◆ **SUPPLIED RECORDS**
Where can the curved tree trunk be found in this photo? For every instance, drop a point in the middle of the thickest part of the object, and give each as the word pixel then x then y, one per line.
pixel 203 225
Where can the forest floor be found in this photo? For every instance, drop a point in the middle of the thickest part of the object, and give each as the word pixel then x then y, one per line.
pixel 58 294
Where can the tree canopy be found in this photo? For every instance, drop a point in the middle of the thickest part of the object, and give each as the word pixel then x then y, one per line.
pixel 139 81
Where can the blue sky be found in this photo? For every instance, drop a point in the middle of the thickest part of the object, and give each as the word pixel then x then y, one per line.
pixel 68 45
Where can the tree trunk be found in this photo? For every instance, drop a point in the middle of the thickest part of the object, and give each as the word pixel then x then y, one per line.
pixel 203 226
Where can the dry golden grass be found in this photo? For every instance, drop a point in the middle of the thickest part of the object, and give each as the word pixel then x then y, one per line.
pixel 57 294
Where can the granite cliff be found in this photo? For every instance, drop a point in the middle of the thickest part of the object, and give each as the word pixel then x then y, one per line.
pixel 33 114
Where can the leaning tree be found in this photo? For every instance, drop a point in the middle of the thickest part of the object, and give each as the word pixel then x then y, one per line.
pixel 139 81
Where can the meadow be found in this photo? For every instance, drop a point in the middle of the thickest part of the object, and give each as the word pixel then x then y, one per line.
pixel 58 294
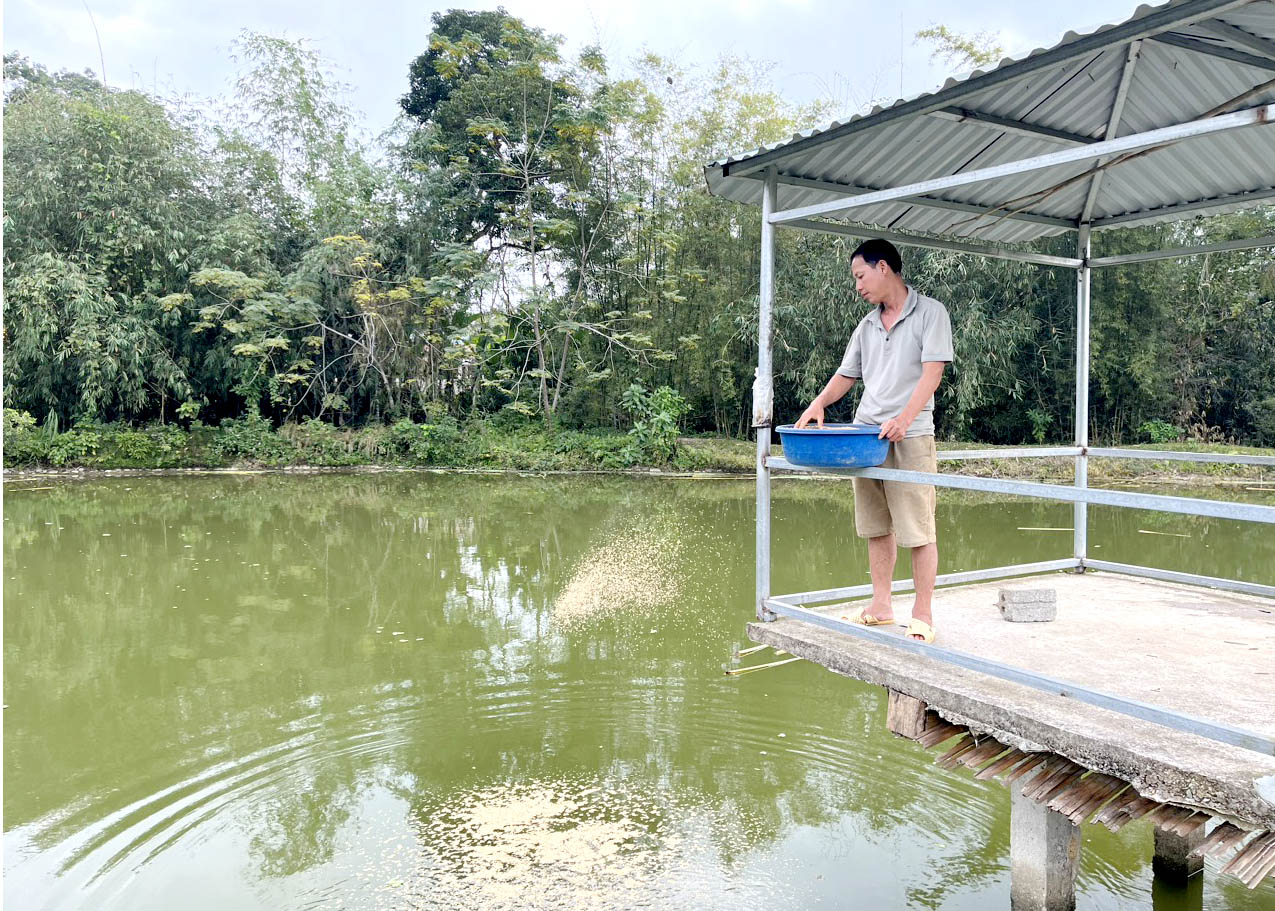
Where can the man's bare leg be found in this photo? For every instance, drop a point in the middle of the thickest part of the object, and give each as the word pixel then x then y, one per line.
pixel 881 556
pixel 925 568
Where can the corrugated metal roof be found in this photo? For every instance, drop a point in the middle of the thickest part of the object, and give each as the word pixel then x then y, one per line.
pixel 1071 88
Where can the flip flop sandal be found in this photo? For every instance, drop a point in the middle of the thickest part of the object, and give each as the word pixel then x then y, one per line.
pixel 857 616
pixel 921 628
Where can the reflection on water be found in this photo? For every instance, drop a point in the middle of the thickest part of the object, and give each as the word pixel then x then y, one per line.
pixel 443 691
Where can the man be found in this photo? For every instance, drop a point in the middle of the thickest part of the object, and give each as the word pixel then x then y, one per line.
pixel 899 351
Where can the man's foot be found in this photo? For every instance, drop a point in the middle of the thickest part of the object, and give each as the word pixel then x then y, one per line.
pixel 870 617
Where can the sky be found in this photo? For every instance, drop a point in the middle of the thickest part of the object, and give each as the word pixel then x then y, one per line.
pixel 848 52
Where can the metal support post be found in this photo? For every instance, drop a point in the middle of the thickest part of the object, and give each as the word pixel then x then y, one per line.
pixel 1080 511
pixel 763 390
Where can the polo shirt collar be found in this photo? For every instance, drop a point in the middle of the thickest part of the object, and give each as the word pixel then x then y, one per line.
pixel 908 306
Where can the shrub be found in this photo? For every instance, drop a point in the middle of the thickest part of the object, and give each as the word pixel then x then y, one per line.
pixel 24 444
pixel 316 442
pixel 156 446
pixel 1264 421
pixel 250 438
pixel 655 417
pixel 435 444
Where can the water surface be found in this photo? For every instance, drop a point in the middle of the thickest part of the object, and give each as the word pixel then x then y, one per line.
pixel 431 691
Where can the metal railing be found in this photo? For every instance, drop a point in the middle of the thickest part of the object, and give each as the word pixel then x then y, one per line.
pixel 1079 493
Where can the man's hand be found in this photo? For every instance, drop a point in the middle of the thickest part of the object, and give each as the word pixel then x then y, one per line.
pixel 894 430
pixel 814 413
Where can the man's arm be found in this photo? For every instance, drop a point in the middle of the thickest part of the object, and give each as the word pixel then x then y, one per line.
pixel 931 373
pixel 833 393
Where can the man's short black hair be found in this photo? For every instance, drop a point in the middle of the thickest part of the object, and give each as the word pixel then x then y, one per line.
pixel 876 250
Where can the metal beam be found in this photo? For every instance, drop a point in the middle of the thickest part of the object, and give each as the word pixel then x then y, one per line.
pixel 1185 577
pixel 1223 51
pixel 1080 511
pixel 1237 737
pixel 1252 116
pixel 1187 506
pixel 1010 452
pixel 935 242
pixel 825 595
pixel 964 115
pixel 1126 78
pixel 763 389
pixel 1160 19
pixel 927 201
pixel 1237 200
pixel 1167 455
pixel 1239 37
pixel 1223 246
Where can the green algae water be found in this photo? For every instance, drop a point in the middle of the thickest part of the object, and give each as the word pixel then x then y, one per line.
pixel 434 691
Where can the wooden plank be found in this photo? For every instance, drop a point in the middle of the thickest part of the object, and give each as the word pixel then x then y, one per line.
pixel 1216 842
pixel 944 731
pixel 905 715
pixel 949 758
pixel 1001 765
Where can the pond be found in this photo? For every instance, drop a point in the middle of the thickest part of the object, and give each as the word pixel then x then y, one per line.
pixel 443 691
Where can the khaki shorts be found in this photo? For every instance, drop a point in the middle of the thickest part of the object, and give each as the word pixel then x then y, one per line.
pixel 882 507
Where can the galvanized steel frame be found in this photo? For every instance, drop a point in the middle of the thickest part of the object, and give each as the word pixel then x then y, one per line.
pixel 1136 142
pixel 768 607
pixel 1190 724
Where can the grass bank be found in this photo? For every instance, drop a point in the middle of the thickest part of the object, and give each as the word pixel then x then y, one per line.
pixel 490 445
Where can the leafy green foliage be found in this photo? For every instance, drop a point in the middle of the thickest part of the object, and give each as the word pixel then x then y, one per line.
pixel 1159 431
pixel 534 245
pixel 655 417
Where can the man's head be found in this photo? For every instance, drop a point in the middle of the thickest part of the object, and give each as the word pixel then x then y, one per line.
pixel 877 270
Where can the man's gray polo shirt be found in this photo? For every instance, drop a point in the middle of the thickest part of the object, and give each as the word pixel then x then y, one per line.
pixel 889 363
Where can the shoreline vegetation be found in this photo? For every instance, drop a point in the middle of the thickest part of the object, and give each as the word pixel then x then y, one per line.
pixel 494 446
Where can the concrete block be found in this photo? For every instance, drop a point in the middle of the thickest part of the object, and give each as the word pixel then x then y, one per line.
pixel 1044 853
pixel 1029 605
pixel 1173 859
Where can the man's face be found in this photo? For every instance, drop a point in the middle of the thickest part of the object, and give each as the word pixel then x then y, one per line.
pixel 871 282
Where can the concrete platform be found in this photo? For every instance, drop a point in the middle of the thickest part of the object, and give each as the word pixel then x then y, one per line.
pixel 1187 649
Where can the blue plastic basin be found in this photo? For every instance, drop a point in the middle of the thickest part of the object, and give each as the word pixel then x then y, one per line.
pixel 834 446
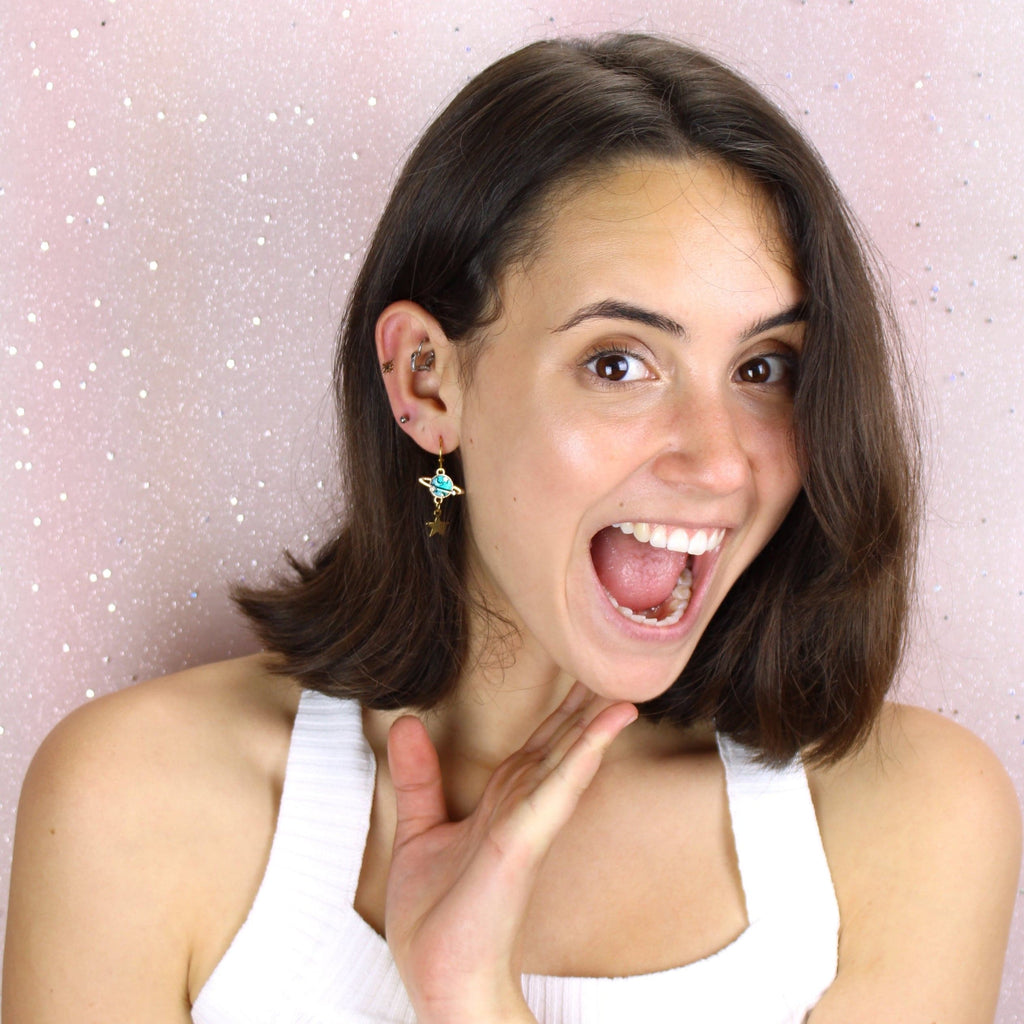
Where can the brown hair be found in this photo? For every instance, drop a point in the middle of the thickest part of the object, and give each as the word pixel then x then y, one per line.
pixel 805 646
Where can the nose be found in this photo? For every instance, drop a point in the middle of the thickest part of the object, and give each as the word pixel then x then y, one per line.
pixel 705 450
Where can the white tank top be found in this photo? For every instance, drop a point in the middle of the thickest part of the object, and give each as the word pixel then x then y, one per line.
pixel 305 956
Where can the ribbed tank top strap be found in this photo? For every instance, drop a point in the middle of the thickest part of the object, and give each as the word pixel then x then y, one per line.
pixel 775 829
pixel 311 873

◆ **WHAT THIS TASK INVOLVES**
The records above must be echoed exactly, minus their pictures.

◆ **IN RESPONSE**
Where can the curved tree trunk be found in this photo? For every instance, drop a point in the middle of the thickest part of the object, and give each as the word pixel then x then y, one per line.
pixel 203 225
Where can the forest floor be found in this photo? For every instance, drop a point in the middle of the thickest part of the object, and give each as the word pixel then x then y, one per line.
pixel 58 294
Where can the tree canopy be found in this photo? For every instance, drop a point in the middle of the thickest part of the object, and give each as the word pixel then x then y, one per line.
pixel 139 81
Where can the blue sky be found in this photo? For every instance, drop a point in the middle of the thickest part of the object, and give each as the word pixel then x then y, one per line.
pixel 68 45
Where can the tree trunk be found in this photo? For every instance, drop a point in the middle of the thickest part of the object, and give each as the word pixel then x then y, one per line.
pixel 203 226
Where can the dry golden grass be found in this photo? For every instance, drop a point in the middle of the thickest part of the object, and give each as the word pixel then x then y, one per line.
pixel 57 294
Where can the granite cliff be found in this photo? For every instance, drop a point in the middle of the thickest part of the object, and give each as the word pixel then x then y, one per line.
pixel 33 114
Where can the leaning tree be found in this photo? For every instance, drop a point in the middle of the thickest part of the object, and give each as the word pixel then x then y, one per line.
pixel 139 81
Where can the meadow be found in this photo? For every instance, drop a point in the middle of the thickest part of the object, and give each as the word pixel then x then y, one per line.
pixel 58 294
Where can the man's bare leg be found in this photo? For every instance, drop a point in the middle of the thickest part of the object, and give each as the word pixel then x then y, one per line.
pixel 881 556
pixel 925 568
Where can the corrugated metal roof be found in this photo? For every instance, drop a point in the middle of the thickest part of the object, and give each as the word pixel then x then y, one per line.
pixel 1071 88
Where can the flip flop sandal be found in this photo? For every instance, drop a point in the middle of the thickest part of the object, and give each as the word pixel then x then y, one per line.
pixel 857 616
pixel 921 628
Where can the reflection on water be found in this photo? For every instance, drop a point in the middle of the thickest part of the object, and give each as the word pixel then x then y, one per line.
pixel 443 691
Where can the man be found in this photo? For every instance, drop a point in the middle of the thickest part of the object, and give each as the word pixel then x then y, one per line.
pixel 899 351
Where can the man's foot be found in this photo? For every instance, drop a point in the middle of the thickest part of the object, and give each as the word pixel then x then y, one per line.
pixel 870 617
Where can the sky be found in this photo? For every instance, drop a point in the middle of the thickest part of the object, and give each as the word pixel then x then y, one per line.
pixel 848 52
Where can the metal support post be found in this photo? For every instance, drop a point in the middle of the thickest part of the object, and give each as the word pixel then x then y, one per line.
pixel 1080 511
pixel 763 390
Where can the polo shirt collar be found in this photo? For every instance, drop a point in the middle of the thickest part of the object, and give each as the word pixel then x then y, one per line.
pixel 908 306
Where can the shrub be found in this photo? For every instance, drop a point in the middle of the thickest part of the object, and give each as the word pixel then x then y, one per line.
pixel 24 444
pixel 316 442
pixel 156 446
pixel 1264 421
pixel 250 438
pixel 655 417
pixel 435 444
Where can the water surface be found in this photo? For every instance, drop a point in the middle of the thickest part of the object, and give each as the word pixel then x then y, one per line.
pixel 431 691
Where can the metal railing be found in this photo? For every instance, drop a point in the middle of the thickest part of the object, and give each as the word pixel then x then y, one per line.
pixel 1079 493
Where can the man's hand be found in this photo? For every instance, drop a point in the middle of the thickest part of the object, and give each as the word pixel then x then y, one per line.
pixel 894 430
pixel 814 413
Where can the man's arm be found in this photo? For every instance, drop a point in the middle of the thickest part of the object, and give each as the word pixel then x then y, one per line.
pixel 931 373
pixel 833 393
Where can the man's short black hair be found in this photo? For every instance, drop a point in the middle of the thickest part of the object, and give each as the word pixel then x then y, one per line.
pixel 876 250
Where can the metal beam be found in this photo? For every instance, drop a point in the middle of the thickest part of the object, and give each as the word pixel then x then y, one per line.
pixel 1185 577
pixel 1223 51
pixel 1080 511
pixel 1237 737
pixel 1252 116
pixel 1187 506
pixel 1010 452
pixel 935 242
pixel 825 595
pixel 964 115
pixel 1126 78
pixel 763 389
pixel 1160 19
pixel 927 201
pixel 1237 200
pixel 1167 455
pixel 1239 37
pixel 1223 246
Where can the green algae water be found in this photo? For every instance, drop a point in the middle of the thickest part of the object, and give each as the word pixel then x then y, one per line.
pixel 434 691
Where can the wooden plank be found in this photo? For every instance, drop a point in the middle of the thickest part of the object, and give each as the word pixel then x then y, one per line.
pixel 1216 842
pixel 944 731
pixel 905 715
pixel 949 758
pixel 1001 765
Where can the pond be found in this photo? For every instance, drop a point in the middle of the thickest part of the object, and give each as the word pixel then x then y, one per line.
pixel 443 691
Where can the khaki shorts be found in this photo? For every instance, drop a point in the middle of the thickest part of the object, and give each as the word pixel then x then y, one per line.
pixel 882 507
Where can the galvanized steel frame be found in this photo? For every instance, drop a point in the middle of the thickest part of the object, and give each as the word pixel then x then y, one per line.
pixel 1136 142
pixel 768 607
pixel 1190 724
Where can the grass bank be found in this photo? For every instance, drop a point in the middle of the thickest part of the object, and give each as the word pixel then x then y, one per line.
pixel 490 445
Where can the leafy green foliage be found in this photo? For every instance, drop a point in the middle of the thickest part of the object, and give each as the word pixel then x then y, one per line.
pixel 1159 431
pixel 534 245
pixel 655 417
Where can the man's head be found in this photo? For every instance, drop a point in the middle of the thickest part of the object, and give each as the word pixel then x then y, one per line.
pixel 877 270
Where can the man's gray polo shirt be found in this photo? For every instance, drop a point in the middle of the thickest part of the object, and give each as the word pixel then x then y, one per line.
pixel 889 363
Where can the shoreline vegetation be found in this photo? For every instance, drop a point in the middle of the thickest part of the object, and give each as the word pixel then x then y, one per line.
pixel 494 446
Where can the concrete block be found in this photo? For every instance, drop a point in the middle of the thickest part of the object, and give each as the word pixel then x then y, one per line.
pixel 1044 853
pixel 1029 605
pixel 1173 859
Where can the man's face be found in this photo? For every instance, drop a point in the middle of the thickest part of the object, and give each as the word pixel then x then y, one per line.
pixel 871 282
Where can the concrete platform be found in this photo? For every instance, drop a point in the middle of the thickest part of the object, and give each as the word pixel then x then y, one per line.
pixel 1187 649
Where can the blue plastic basin be found in this photo? For every instance, drop a point in the middle of the thickest part of the object, and give each as the word pixel then x then y, one per line.
pixel 834 446
Where can the brown hair be found in this photo? For every instance, drop a point in the middle of the thickest part of the object, and give each as the word pixel then x then y, one per line.
pixel 805 646
Where can the nose be found in this photo? For every instance, drop a point in the middle of the thickest part of the object, and give each as the word pixel then x then y, one per line.
pixel 705 450
Where can the white tank top be found in this photo? For every instance, drop a point in the middle of the thickest part of the object, and give each as the word pixel then x then y, one per line.
pixel 305 956
Where can the ribbed tank top strap be found in this photo? For every instance, drop a point in the middle of the thickest part of the object, and give each as the word pixel then x then y, one per line.
pixel 775 829
pixel 311 873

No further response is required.